> **Assigned task**
Return, from the data that follows, each line that holds the word "cilantro".

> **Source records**
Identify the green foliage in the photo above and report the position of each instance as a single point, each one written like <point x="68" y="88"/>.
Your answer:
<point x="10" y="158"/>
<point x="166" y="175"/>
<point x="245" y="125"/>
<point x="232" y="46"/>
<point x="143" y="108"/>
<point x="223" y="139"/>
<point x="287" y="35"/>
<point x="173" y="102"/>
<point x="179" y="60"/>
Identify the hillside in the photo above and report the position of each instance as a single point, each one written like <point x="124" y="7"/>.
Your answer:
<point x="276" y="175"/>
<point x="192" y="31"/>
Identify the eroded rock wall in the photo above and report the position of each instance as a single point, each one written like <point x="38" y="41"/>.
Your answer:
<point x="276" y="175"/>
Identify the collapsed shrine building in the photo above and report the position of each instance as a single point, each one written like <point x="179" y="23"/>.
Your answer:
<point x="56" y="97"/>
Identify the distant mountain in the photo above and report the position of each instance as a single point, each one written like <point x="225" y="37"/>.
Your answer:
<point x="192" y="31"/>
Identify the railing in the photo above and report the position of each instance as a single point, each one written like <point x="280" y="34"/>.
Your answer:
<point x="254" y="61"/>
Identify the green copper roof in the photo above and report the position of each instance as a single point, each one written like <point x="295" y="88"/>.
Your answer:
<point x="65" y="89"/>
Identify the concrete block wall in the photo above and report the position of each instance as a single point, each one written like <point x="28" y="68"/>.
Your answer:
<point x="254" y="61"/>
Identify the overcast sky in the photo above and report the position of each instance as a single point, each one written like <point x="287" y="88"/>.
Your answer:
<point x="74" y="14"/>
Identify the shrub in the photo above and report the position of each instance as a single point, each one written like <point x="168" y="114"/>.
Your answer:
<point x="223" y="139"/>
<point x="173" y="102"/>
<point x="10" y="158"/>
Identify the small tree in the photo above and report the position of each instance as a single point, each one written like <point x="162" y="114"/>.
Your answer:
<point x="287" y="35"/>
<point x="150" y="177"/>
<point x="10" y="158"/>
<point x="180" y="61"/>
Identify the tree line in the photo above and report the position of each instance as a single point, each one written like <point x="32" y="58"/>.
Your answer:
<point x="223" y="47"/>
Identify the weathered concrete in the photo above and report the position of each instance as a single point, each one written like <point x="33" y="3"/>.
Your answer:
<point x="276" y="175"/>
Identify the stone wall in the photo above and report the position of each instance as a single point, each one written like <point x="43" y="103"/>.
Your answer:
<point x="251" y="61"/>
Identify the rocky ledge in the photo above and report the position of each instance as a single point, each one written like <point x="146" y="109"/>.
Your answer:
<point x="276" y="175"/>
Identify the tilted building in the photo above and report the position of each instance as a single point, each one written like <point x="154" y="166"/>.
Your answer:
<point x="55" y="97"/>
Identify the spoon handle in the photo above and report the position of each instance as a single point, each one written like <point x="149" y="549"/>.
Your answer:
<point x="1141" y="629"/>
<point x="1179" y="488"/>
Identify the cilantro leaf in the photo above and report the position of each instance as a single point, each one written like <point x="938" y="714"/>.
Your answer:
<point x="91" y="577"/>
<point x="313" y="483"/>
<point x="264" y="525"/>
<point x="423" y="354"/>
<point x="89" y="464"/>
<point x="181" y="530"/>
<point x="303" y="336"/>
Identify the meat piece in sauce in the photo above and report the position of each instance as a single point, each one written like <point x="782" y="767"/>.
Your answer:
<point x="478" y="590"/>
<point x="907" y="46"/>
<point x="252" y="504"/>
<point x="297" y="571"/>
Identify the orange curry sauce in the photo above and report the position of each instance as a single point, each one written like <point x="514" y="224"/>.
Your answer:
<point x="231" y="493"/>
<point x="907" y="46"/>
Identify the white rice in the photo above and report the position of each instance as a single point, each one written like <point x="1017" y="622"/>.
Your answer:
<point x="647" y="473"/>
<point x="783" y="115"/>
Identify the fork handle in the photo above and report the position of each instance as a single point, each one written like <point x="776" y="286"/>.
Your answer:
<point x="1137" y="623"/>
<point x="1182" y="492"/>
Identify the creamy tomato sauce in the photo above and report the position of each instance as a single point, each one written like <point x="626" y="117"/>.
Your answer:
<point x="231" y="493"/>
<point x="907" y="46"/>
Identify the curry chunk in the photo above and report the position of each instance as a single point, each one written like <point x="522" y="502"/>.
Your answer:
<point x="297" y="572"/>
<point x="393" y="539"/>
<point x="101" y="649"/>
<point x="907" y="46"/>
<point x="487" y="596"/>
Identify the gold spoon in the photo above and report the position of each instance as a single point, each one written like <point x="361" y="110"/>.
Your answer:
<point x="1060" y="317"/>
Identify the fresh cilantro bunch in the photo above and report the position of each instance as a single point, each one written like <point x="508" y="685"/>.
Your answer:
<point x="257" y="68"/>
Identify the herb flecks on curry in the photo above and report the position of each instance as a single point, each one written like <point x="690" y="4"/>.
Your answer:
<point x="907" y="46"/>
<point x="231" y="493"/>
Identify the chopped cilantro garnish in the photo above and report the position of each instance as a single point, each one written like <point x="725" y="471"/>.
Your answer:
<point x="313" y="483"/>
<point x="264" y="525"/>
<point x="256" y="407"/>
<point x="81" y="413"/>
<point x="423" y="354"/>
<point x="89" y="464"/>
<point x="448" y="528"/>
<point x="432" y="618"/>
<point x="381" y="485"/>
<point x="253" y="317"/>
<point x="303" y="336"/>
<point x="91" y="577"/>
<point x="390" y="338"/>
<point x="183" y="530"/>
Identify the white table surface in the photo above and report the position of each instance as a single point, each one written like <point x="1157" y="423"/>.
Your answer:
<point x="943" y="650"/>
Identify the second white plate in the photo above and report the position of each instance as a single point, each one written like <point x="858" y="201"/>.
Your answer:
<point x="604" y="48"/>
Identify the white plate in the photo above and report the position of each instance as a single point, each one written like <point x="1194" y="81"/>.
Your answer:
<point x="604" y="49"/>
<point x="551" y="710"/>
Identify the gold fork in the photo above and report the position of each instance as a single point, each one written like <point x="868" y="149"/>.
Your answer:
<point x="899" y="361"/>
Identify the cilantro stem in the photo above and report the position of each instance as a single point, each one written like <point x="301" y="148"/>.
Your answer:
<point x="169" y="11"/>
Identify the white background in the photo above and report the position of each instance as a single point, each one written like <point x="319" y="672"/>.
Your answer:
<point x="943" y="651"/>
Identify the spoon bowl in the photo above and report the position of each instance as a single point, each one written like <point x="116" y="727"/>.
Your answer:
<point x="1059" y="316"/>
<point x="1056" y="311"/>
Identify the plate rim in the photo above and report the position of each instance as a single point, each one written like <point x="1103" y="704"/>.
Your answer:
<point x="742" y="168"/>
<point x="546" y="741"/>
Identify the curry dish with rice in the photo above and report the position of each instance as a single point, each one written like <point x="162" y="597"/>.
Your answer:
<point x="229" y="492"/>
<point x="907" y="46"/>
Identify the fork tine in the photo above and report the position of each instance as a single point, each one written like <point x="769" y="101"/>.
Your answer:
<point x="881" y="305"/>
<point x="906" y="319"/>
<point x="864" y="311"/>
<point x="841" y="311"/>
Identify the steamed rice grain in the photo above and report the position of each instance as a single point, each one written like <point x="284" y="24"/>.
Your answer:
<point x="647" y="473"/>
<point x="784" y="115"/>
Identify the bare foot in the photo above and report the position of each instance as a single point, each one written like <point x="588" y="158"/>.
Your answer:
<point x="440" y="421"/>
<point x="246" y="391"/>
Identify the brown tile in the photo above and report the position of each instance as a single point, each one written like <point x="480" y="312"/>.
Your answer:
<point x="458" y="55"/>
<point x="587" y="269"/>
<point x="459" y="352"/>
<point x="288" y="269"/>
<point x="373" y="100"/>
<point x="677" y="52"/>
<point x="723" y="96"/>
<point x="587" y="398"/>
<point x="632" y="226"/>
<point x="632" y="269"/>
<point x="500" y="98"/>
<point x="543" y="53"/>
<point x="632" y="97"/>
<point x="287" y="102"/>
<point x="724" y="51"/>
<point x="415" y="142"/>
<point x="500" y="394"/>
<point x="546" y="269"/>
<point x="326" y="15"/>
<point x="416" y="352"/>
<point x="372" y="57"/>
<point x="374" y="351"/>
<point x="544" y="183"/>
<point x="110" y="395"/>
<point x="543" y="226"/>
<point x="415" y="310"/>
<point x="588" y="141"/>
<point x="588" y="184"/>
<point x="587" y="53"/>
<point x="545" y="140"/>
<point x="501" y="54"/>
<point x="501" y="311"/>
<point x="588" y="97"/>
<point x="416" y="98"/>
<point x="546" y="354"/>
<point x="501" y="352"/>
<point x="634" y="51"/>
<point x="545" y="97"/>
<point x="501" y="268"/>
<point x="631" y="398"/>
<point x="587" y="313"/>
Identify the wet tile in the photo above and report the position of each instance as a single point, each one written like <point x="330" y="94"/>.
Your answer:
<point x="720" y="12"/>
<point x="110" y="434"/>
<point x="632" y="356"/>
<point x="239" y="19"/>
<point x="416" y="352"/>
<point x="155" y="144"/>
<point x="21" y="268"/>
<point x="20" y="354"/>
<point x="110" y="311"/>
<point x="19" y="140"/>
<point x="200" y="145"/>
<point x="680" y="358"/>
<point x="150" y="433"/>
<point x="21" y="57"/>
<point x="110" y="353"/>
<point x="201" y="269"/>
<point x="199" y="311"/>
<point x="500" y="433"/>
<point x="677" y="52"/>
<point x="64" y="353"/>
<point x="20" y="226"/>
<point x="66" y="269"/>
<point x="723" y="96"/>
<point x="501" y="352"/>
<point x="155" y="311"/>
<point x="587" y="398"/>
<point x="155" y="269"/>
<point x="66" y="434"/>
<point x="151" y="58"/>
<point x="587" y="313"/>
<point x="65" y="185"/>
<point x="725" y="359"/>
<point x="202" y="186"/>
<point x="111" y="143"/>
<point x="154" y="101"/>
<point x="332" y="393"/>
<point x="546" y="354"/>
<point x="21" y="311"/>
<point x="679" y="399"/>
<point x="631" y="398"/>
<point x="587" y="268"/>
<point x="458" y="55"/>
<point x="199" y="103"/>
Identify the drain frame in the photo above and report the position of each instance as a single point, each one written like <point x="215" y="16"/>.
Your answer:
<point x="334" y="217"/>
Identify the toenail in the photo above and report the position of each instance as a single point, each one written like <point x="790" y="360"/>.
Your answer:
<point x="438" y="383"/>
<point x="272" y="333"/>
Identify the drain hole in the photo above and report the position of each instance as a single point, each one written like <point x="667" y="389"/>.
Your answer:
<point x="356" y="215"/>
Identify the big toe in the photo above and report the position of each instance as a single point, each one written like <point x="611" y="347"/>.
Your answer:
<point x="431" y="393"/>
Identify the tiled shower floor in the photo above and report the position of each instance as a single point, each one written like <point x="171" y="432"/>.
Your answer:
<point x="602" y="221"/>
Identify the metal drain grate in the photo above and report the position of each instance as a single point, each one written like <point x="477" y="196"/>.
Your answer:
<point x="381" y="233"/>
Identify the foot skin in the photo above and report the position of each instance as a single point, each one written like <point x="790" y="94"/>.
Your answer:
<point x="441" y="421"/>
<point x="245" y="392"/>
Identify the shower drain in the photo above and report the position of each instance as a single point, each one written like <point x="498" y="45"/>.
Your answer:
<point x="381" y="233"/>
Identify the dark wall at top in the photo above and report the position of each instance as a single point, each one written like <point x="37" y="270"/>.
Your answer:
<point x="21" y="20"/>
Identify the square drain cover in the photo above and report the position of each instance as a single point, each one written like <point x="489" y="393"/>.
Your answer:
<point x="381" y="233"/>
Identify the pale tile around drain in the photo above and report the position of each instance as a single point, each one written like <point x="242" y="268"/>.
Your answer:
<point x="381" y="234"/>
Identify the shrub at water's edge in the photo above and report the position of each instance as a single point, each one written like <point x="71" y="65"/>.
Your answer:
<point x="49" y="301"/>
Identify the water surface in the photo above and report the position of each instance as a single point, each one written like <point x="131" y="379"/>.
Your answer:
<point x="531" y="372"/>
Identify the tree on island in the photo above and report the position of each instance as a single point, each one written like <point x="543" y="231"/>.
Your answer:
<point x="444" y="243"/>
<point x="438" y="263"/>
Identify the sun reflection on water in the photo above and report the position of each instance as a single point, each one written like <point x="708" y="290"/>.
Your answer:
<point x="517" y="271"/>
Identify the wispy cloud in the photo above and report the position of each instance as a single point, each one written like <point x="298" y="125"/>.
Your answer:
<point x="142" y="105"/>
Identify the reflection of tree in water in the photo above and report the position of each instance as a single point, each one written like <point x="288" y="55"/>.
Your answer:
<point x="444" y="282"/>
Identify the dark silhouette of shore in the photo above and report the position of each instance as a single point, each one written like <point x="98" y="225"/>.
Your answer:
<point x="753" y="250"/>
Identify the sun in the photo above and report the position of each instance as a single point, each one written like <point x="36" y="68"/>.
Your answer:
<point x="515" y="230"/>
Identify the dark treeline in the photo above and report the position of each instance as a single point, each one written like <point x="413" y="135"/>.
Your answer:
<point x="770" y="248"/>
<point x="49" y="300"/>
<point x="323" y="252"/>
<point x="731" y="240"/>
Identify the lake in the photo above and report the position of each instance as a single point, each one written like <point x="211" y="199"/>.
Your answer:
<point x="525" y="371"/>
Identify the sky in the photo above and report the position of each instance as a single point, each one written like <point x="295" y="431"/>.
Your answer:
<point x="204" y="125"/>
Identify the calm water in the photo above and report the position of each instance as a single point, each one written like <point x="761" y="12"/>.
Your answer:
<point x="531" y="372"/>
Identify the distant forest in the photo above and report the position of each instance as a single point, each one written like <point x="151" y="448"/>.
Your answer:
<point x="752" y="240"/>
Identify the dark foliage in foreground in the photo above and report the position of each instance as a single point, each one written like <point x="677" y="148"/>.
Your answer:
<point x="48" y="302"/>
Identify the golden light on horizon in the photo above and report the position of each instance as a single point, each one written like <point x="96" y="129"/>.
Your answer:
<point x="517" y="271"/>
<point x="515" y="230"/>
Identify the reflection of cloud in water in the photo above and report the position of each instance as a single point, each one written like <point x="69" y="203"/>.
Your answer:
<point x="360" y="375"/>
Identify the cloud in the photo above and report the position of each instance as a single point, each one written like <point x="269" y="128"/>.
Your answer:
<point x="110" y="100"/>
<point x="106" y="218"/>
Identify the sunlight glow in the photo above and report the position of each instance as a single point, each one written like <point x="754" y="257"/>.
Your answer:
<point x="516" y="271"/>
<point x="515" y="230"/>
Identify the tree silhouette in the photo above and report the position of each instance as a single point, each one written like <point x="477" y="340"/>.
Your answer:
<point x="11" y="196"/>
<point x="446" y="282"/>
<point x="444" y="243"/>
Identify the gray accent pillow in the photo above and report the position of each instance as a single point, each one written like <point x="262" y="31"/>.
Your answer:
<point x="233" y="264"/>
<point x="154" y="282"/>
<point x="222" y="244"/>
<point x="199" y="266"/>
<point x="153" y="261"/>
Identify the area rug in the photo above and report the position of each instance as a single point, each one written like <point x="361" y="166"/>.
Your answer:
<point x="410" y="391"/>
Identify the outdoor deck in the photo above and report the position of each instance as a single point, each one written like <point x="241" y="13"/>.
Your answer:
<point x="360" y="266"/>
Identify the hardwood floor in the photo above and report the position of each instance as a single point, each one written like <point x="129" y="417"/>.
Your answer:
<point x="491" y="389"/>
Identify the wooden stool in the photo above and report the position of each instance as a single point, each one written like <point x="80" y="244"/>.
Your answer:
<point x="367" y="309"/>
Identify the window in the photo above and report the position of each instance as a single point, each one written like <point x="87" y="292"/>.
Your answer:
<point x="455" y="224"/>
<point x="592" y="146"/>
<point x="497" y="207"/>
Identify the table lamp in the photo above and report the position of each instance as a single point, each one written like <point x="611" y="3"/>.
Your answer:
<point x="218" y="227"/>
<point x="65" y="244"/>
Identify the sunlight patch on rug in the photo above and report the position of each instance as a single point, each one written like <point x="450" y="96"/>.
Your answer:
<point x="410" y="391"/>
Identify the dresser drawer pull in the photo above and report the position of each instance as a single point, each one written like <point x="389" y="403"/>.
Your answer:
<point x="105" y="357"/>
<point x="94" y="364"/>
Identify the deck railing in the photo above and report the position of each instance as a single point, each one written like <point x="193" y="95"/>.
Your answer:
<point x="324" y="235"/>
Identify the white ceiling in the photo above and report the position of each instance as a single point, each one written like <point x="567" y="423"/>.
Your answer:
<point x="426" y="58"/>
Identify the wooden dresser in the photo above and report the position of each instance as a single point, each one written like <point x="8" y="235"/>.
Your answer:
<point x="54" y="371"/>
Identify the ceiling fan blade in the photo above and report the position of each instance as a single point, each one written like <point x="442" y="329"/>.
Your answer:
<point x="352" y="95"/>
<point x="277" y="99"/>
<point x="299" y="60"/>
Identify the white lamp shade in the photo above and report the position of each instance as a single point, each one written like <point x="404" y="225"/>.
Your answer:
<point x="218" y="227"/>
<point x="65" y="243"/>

> **Answer to this problem**
Identify the cilantro leaf in the photo above and report the position of each instance as a single point, each one written like <point x="938" y="714"/>.
Identify the fresh cilantro bunch in the photo above and report the position of each instance as a single point, each one written like <point x="508" y="685"/>.
Identify the chopped cilantro garnish in the photo above and report the position of each instance as a single point, each one written like <point x="725" y="471"/>.
Identify the cilantro stem in the photo above and report the position of each instance as a single point, each one written like <point x="301" y="148"/>.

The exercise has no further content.